-- Start of Records supplied --

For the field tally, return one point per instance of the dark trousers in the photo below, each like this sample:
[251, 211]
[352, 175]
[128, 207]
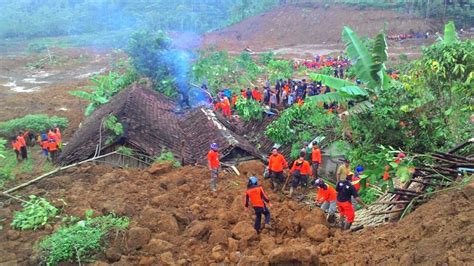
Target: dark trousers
[258, 217]
[24, 152]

-- End of Records supplied --

> Direction: Copy the records above line for line, leaving out the picture.

> In response:
For the field tally, return one point per instance of the dark trousers in the photo below, each like this sample:
[251, 211]
[352, 175]
[128, 207]
Target: dark trousers
[258, 217]
[24, 152]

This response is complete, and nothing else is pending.